### DOCUMENT SEGMENT
The 15.15 billion-bushel estimate for the new crop topped any of the analysts’ pre-report forecasts, as did the 175.1 bpa yield. USDA’s July figures were 14.54 billion bushels with an average yield of 168 bpa.
Total U.S. corn supplies for 2016-17 will hit a record 16.9 billion bushels with the larger crop and smaller increases for both beginning stocks and imports. Corn use is projected to be 300 million bushels higher as well, at a record 14.5 billion bushels. USDA raised feed and residual use by 175 million bushels with lower projected prices. USDA also raised exports 125 million bushels for the new crop as well.
USDA put the national average farm-gate price for the 2016-17 marketing year between $2.85 to $3.45 per bushel which is a 25-cent drop on both ends from the July estimate. The average farm-gate price for the 2015-16 crop was lowered to $3.60 per bushel.
USDA raised projected soybean production for 2016-17 by 180 million bushels to the record 4.06 billion bushels based on a bump in yield.
USDA projected record yield of 48.9 bushels per acre, up 2.2 bushels from the July estimate.
USDA lowered the 2015-16 ending stocks for soybeans to 255 million bushels due to higher exports and domestic crush. For the 2016-17 year, USDA raised ending stocks by 40 million bushels to 330 million bushels.
USDA’s July report had pegged soybean production at 3.88 billion bushels and an average yield of 46.7 bpa.
The farm price for soybeans for the 2016-17 marketing year will range from $8.35 to $9.85 per bushel, which is 40 cents lower than earlier projections. The soybean price for the 2015-16 marketing year is estimated at $8.95 a bushel.
All-wheat production came in at 2.32 billion bushels, up 3% from the July forecast at 13% higher than last year. USDA pegged the average yield at 52.6 bushels per acre, up 9 bushels from last year.

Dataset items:
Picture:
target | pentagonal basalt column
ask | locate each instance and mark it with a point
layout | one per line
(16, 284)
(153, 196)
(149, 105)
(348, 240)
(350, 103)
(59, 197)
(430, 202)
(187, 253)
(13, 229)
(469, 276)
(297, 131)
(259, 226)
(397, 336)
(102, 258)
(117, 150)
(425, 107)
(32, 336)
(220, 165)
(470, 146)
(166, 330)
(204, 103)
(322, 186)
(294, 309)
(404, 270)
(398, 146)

### INSTRUCTIONS
(a) Extract everything in the USDA crop report from "USDA raised projected" down to "bushels from the July estimate.".
(b) Write the next part of the USDA crop report, starting right after its final sentence.

### TASK RESULTS
(a)
USDA raised projected soybean production for 2016-17 by 180 million bushels to the record 4.06 billion bushels based on a bump in yield.
USDA projected record yield of 48.9 bushels per acre, up 2.2 bushels from the July estimate.

(b)
Winter wheat production was projected at 1.66 billion bushels, up 21% from 2105.
Prior to the report, trade estimates averaged all wheat production at 2.27 billion bushels with winter wheat pegged at 1.63 billion bushels. Both estimates were just slightly higher than USDA’s July figures.
USDA raised wheat domestic use for the new crop by 35 million bushels and also increased exports by 25 million bushels. USDA lowered 2016-17 ending stocks by 5 million bushels, coming in at 1.1 billion.
The average farm-gate price for wheat was lowered 10 cents a bushel to $3.70.
Despite a reduction in Brazil corn production, foreign corn production was raised 2.1 million tons due to increases in Argentina, India and Mexico also offsetting production declines in the European Union and Canada.
The average pre-report estimates for 2016-17 global ending stocks had projected wheat at 251.5 million metric tons, which was 2.2 mmt below USDA’s July report; the average corn ending stocks was estimated at 211.8 million metric tons; soybeans at 67.4 million metric tons.
On the domestic side, USDA increased its estimate of U.S. corn ending stocks for 2016-17 from 2.081 billion to 2.409 billion bushels, which more than expected, said DTN Analyst Todd Hultman. The yield estimate was increased from 168.0 bushels per acre to 175.1 bushels an acre. “Friday’s U.S. report is bearish for corn,” Hultman said.
USDA’s estimate of U.S. soybean ending stocks for 2016-17 was increased from 290 million to 330 million bushels, a little more than expected. The yield estimate was increased from 46.7 to 48.9 bushels an acre. “Friday’s report is bearish for soybeans,” Hultman said.
USDA’s estimate of U.S. ending wheat stocks for 2016-17 was increased from 1.105 billion to 1.110 billion bushels, which was roughly as expected. “Friday’s report is neutral for wheat,” Hultman said.
On the global side, USDA’s estimate of world ending corn stocks for 2016-17 was increased from 208.39 million metric tons to 220.81 mmt, more than expected. USDA’s world ending soybean stocks estimate for 2016-17 was increased from 67.10 mmt to 71.24 mmt, more than expected. USDA’s estimate of world ending wheat stocks for 2016-17 was reduced from 253.70 mmt to 252.82 mmt, but was slightly more than expected.
“Friday’s world estimates from USDA are bearish for corn and soybeans, and neutral for wheat,” Hultman said.
Editor’s note: Join DTN Senior Analyst Darin Newsom at 12 p.m. CDT Friday as he takes a look at the latest USDA Crop Production and Supply and Demand and report estimates. To register, visit here.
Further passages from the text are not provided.